GIVEN PROBLEM — Convert the records into a two-column CSV with the headers "text" and "answer", one row per record, each value in a single quoted field with line breaks replaced by spaces. Begin at the line that has "Your job is to locate each tree bark" and stop after the line that has "[387,0,396,31]".

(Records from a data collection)
*****
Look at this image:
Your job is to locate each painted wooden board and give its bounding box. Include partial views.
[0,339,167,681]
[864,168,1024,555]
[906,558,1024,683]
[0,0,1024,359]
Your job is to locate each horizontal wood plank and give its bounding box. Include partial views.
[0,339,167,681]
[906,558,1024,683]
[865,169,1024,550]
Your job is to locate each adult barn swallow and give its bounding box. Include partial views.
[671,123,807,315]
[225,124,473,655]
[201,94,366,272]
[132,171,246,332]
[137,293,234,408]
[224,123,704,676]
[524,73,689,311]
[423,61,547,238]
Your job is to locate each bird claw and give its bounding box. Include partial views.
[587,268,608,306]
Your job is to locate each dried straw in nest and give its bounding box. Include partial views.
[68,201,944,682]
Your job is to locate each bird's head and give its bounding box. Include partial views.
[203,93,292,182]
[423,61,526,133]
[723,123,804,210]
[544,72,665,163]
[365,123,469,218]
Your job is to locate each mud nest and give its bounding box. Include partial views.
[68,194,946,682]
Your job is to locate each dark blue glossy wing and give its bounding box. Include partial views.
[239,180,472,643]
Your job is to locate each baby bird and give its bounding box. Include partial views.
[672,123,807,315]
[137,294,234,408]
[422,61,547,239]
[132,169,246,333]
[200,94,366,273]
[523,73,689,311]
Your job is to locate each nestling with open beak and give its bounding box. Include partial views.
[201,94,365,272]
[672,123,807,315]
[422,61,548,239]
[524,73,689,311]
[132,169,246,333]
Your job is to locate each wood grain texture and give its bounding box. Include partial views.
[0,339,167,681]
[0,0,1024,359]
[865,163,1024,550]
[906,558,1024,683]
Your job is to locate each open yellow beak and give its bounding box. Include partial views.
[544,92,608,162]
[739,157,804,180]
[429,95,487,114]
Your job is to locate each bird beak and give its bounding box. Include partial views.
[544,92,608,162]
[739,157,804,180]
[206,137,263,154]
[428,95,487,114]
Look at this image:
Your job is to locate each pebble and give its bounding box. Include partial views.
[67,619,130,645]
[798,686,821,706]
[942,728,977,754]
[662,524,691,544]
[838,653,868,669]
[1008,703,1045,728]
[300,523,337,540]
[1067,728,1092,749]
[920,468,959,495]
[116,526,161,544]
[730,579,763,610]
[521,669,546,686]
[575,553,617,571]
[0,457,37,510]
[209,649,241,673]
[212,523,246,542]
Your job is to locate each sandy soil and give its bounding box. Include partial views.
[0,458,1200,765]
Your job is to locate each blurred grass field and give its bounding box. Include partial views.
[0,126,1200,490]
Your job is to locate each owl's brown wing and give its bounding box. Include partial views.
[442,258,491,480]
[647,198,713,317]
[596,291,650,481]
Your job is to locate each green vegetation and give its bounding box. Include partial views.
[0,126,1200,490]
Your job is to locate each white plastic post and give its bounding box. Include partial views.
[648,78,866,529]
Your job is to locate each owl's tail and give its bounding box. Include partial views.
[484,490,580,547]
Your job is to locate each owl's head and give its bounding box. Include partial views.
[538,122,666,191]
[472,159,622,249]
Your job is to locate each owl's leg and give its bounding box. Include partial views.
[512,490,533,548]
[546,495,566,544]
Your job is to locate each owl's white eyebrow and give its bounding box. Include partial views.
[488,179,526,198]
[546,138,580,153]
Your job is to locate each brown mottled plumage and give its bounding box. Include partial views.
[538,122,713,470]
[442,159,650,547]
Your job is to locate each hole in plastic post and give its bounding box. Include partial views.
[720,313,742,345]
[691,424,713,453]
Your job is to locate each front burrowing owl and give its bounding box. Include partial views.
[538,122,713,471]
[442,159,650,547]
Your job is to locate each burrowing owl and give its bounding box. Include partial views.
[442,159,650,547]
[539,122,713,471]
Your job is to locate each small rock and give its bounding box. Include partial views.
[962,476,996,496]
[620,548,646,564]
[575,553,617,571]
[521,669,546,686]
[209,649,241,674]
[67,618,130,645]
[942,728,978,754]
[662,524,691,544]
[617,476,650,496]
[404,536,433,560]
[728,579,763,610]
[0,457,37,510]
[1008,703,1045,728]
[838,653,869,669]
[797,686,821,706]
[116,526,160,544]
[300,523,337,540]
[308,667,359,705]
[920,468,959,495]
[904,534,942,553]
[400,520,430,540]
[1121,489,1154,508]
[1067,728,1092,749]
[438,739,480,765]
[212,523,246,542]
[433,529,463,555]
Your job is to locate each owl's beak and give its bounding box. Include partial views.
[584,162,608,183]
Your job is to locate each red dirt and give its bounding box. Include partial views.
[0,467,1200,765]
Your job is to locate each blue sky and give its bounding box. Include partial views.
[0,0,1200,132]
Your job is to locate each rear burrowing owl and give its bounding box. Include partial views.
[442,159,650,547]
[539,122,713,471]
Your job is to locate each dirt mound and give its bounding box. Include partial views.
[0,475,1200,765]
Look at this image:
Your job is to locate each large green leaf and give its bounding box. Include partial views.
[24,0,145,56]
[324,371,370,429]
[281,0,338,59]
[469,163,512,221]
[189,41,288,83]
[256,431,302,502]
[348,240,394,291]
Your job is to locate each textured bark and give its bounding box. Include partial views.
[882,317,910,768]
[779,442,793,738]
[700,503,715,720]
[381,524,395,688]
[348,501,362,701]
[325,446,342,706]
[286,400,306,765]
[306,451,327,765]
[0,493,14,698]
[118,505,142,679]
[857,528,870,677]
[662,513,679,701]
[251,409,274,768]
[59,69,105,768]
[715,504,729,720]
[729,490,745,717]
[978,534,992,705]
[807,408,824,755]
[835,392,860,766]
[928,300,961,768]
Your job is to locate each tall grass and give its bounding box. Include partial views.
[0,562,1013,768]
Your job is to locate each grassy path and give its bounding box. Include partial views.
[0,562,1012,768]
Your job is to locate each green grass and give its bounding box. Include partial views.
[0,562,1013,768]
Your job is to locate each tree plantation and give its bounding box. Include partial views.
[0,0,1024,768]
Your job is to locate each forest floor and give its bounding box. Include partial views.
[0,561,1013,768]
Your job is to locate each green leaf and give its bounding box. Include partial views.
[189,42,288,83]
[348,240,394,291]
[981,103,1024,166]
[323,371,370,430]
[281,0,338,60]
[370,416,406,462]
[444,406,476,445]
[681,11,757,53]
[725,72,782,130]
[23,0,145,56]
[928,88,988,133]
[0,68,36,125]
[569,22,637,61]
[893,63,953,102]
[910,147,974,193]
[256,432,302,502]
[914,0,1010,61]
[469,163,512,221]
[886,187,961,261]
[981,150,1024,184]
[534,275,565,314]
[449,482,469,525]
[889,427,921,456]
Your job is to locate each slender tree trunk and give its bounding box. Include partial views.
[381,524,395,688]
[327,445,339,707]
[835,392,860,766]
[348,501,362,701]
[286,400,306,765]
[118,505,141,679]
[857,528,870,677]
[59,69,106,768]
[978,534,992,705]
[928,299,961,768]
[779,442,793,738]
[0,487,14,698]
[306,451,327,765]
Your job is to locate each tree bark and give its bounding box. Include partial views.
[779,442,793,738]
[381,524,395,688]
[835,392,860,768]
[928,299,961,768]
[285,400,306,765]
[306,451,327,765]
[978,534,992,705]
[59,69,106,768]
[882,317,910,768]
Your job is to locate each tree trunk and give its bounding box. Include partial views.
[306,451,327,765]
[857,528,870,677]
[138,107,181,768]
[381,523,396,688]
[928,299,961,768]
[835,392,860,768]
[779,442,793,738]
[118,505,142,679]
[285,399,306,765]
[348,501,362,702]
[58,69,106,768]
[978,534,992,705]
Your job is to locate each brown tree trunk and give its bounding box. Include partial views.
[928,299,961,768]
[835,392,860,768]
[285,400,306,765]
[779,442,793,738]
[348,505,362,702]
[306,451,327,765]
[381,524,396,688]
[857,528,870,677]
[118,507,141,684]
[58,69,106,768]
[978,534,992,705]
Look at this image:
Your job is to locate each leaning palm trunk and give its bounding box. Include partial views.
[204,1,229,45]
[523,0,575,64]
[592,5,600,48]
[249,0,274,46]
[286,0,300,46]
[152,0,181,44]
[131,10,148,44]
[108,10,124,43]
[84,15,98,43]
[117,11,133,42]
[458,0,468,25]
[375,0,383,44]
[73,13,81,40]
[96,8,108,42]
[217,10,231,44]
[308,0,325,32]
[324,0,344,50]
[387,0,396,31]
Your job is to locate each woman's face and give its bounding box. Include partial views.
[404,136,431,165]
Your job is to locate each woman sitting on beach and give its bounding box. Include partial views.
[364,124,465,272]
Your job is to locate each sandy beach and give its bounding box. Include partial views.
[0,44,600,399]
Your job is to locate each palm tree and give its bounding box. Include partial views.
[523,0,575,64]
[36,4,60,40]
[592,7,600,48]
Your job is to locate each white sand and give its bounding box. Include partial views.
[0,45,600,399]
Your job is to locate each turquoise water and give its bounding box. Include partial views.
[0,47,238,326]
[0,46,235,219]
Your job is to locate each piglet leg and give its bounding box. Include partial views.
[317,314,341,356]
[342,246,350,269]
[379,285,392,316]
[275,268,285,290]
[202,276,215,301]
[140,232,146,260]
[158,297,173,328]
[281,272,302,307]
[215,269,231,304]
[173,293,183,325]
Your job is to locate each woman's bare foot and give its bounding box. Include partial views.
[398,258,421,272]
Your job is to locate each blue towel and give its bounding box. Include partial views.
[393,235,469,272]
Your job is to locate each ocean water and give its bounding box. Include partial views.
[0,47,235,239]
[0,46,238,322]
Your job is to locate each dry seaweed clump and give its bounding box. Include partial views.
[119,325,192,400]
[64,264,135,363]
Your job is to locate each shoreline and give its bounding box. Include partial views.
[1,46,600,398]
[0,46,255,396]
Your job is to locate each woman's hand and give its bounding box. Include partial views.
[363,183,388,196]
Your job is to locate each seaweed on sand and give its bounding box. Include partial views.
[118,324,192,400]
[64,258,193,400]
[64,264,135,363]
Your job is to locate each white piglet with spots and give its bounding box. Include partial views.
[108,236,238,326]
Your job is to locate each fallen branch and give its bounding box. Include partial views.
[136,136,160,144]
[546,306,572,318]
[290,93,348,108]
*****
SOLUTION —
text,answer
"Your job is to locate each tree bark and give its bounding box. Include partial views.","[779,442,793,738] [381,524,395,688] [835,392,860,768] [928,299,961,768] [285,400,306,765] [306,451,327,765] [978,534,992,705] [59,69,106,768] [882,317,910,768]"
"Your job is to locate each tree trunk and give its bounding box. Include partial views.","[306,451,327,765] [857,528,870,677] [138,107,181,768] [381,523,396,688] [928,299,961,768] [835,392,860,768] [779,442,793,738] [118,505,142,679] [285,399,306,765] [348,501,362,702] [58,69,106,768] [978,534,992,705]"
"Your job is to locate each brown tree trunk and give its bounding box. Include partial views.","[928,299,961,768] [835,392,860,768] [285,400,306,765] [779,442,793,738] [348,505,362,702] [306,451,327,765] [381,524,396,688] [857,528,870,677] [118,507,141,684] [58,69,106,768] [978,534,992,705]"
"Look at this image: Your job is to locate each leaning palm trunk and give its bounding box. Include partial views.","[204,1,229,45] [523,0,575,64] [592,5,600,48] [249,0,274,46] [286,0,300,46] [152,0,181,44] [131,10,148,44] [108,10,124,43] [84,15,98,43] [117,11,133,42] [458,0,468,25] [375,0,383,44] [73,13,81,40] [96,8,108,42] [217,10,231,44] [308,0,325,32] [324,0,344,50] [387,0,396,31]"